А тогда, в зябком мае, я говорил ему:
— Так получилось! Я обманул своего героя, и он мне этого не простил.
В его глазах замерцало любопытство:
— Как это было?
— Сначала я создал героя. Я дал ему имя и пообещал бессмертие. Потом создал ситуацию, в которой герой должен был оказаться. И пережил её вместе с ним.
— А дальше?
— Разорванные страницы, которые уже не склеить. Слова и события, которых уже не вернуть.
— Это Макс Фриш, — сказал он, подумав. — Это его Гантенбайн.
— Нет, это я. И это мой Шитов. Когда ты писал свою первую повесть, тебя звали Кротовым. Потом он уехал — на той, предпоследней странице, а вскоре уехал и ты — вслед за ним. Сейчас ты здесь, но скоро снова уедешь. Ведь уедешь?
— Откуда я знаю?
— А впрочем, не важно. Первым уеду я.
Он промолчал. Водка кончилась — неожиданно, как разговор. Потом я уехал, а он задумал свой новый роман. И начал его писать. Он писал и не мог остановиться. Жить ему оставалось еще лет семь, но посмертное забвение уже надувало щеки, готовясь погасить свечу былой известности. А все, что случилось потом, теперь для него уже не имеет значения…"
Литературные герои у Тоболяка выпивают, дурачатся, плачут, смеются, ссорятся, иронизируют, совершают глупости, мечтают о чудесах, вспоминают прошлое, пытаются угадать будущее… Словом, просто живут, как жил и сам автор. И это, наверное, правильно. Для того, чтобы сказать миру то, что ты о нём думаешь, вовсе не обязательно сочинять чужие судьбы. Может быть, достаточно просто описать свою собственную жизнь?..
4.
Четыре путины в бригаде прибрежного лова определили мою тематику в областной газете. Я стал работать специальным корреспондентом — занимался проблемами рыбопромысловой отрасли. До меня эту тему вёл журналист Е. Беловицкий, накануне перешедший в одну из структур, контролирующую отечественный рыбпром.

Исходные данные:
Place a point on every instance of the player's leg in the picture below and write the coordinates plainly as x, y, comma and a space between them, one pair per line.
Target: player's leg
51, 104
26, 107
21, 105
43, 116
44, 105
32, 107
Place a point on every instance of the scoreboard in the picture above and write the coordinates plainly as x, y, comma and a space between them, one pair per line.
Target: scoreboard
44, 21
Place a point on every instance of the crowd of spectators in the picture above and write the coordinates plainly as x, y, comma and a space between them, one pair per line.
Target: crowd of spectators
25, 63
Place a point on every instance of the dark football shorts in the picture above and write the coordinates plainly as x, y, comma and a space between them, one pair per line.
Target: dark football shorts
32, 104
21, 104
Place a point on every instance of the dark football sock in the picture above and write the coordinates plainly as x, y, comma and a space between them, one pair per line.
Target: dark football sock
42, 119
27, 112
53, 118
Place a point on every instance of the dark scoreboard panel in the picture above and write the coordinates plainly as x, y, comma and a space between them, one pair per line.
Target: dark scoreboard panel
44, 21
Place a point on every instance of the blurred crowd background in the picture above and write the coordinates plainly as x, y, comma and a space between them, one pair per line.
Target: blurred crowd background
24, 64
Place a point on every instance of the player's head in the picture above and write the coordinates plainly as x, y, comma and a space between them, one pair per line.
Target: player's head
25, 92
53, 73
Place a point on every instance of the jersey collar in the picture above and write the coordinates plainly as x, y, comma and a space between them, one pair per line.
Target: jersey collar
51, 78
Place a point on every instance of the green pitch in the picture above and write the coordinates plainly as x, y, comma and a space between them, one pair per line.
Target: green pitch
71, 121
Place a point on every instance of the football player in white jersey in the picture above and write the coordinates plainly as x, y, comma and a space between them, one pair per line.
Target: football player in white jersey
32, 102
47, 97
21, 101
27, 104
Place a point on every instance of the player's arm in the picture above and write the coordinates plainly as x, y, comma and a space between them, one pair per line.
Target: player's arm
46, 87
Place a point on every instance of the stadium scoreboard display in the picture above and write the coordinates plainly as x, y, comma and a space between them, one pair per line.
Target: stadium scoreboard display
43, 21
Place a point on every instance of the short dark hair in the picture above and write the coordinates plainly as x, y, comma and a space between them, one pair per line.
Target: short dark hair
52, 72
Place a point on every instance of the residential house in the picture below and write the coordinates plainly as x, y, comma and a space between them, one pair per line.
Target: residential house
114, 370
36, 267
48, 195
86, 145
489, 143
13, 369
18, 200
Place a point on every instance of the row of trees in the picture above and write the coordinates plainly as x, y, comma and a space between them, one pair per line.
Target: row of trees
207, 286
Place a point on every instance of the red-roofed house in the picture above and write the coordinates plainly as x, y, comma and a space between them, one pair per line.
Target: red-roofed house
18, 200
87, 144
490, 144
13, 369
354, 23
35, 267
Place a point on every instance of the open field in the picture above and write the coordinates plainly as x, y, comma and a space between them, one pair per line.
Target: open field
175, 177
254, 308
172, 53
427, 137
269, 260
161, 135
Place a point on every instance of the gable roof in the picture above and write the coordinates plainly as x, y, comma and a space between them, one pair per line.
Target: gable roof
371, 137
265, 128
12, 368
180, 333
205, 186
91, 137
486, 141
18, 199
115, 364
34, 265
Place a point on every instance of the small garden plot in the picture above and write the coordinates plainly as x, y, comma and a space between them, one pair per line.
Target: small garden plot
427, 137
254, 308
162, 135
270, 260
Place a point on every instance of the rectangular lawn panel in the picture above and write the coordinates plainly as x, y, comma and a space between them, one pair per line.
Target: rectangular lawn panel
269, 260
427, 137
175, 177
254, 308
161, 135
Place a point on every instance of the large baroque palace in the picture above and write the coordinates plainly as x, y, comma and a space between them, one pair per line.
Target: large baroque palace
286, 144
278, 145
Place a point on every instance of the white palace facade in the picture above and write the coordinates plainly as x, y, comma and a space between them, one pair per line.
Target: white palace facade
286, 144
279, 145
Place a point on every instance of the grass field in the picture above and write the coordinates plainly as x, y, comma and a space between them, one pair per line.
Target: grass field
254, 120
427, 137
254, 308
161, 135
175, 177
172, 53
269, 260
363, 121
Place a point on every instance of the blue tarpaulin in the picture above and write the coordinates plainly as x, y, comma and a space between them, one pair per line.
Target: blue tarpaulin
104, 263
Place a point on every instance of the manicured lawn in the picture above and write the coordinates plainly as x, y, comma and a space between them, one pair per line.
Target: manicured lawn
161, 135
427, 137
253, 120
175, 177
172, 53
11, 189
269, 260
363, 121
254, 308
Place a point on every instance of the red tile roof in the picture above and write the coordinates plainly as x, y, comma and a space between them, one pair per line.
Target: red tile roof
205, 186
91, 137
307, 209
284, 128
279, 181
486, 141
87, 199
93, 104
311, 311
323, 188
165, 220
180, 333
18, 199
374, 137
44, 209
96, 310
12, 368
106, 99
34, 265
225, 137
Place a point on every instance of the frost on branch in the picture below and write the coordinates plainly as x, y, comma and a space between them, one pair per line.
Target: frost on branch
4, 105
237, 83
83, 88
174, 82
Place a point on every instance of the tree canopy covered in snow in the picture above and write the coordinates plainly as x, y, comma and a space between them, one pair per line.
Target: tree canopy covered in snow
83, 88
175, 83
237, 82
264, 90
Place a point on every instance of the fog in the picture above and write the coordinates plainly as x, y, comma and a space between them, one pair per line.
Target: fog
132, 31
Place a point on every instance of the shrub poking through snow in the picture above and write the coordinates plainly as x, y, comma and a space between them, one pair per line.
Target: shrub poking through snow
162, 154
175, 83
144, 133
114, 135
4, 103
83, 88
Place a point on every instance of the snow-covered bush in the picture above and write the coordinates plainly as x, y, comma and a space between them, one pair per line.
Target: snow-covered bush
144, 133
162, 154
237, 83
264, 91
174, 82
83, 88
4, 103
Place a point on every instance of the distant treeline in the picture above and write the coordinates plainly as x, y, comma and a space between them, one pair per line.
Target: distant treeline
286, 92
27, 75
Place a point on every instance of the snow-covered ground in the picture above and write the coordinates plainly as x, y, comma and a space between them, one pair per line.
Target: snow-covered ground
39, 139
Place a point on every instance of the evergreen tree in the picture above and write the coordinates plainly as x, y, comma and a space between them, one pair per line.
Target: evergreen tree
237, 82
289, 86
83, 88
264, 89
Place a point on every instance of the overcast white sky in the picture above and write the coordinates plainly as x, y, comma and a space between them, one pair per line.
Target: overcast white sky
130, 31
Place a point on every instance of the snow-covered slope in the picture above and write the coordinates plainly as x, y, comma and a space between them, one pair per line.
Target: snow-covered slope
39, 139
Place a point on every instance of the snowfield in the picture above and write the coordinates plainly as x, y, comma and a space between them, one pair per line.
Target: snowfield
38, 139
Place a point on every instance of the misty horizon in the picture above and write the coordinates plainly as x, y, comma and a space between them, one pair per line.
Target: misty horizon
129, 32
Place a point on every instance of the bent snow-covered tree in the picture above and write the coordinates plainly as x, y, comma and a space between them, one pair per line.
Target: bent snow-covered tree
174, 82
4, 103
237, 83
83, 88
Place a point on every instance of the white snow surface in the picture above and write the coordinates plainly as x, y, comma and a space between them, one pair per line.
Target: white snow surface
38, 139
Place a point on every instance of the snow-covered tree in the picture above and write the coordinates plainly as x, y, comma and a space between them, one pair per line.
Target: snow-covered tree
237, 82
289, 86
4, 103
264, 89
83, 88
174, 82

Что сделать: Продолжите воспоминания о писателе Тоболяке и о работе автора в областной газете, начав сразу после последнего приведённого предложения.

Результат:
Рыбная отрасль — одна из ведущих на Сахалине. Проблем здесь — море. Разумеется, Охотское. И парочка заливов в придачу. Лимиты, квоты, участки, невода, флот, промысловые билеты… И пошло, и поехало.
Впрочем, говорить о проблемах — всё равно что в заливе в рыбацких сапогах тонуть. Это не в ванне в тапочках. Помню, тонул я однажды в Ныйском заливе, когда рыбачил. Ладно, хоть лодка вовремя подоспела…
Вот в такую интересную отрасль я и угодил в апреле 92-го. Время было весёлое. Прежний "Сахрыбпром" стремительно разваливался, на его обломках нарастали, как ракушки, частные рыбоперерабатывающие структуры и частный же рыбодобывающий флот. В Южном вдруг стало тесно от приезжих: первоначальный капитал, полученный в дурмане перестройки от торгово-производственных операций, поспешно вкладывался в рыбу и икру. Долетевший из Москвы призыв: "Обогащайся!" окраины стремительно воплощали в жизнь.
В Южном это было заметней, чем в Ногликах. Открылись и расцвели частные рестораны, гостиницы, магазины. Лопался от свежеиспечённых фирм только что отстроенный "Сахинцентр". Поэт-губернатор вещал с телеэкрана о конце разрухи и близком пришествии СЭЗ. Пришествие откладывалось со дня на день.
На Сахалин зачастили соседи с Хоккайдо. Японцы приезжали не с пустыми руками: привозили гуманитарную помощь в виде упаковок с одноразовыми шприцами. Для островной медицины тех лет это была редкость. Даренному коню сахалинские власти в зубы не смотрели — было не до этого: начиналась подготовка к проведению международного тендера на прокладку нефтегазопровода от северных месторождений до Южно-Сахалинска.
Незамедлительно последовали ответные визиты. Какие подарки везли наши граждане в соседнюю страну, лучше спросить у соседей. Домой же визитёры привозили подержанные автомобили и бытовую технику: телевизоры, видеомагнитофоны, электрические швейные машинки…
Ездили в Японию и журналисты — налаживали дружеские отношения с зарубежными коллегами. "Кёници-ва", — как-то утром после Хоккайдо поздоровался со мной Лашкаев. "Банзай!" — в лучших традициях восточной вежливости ответил я ответсеку.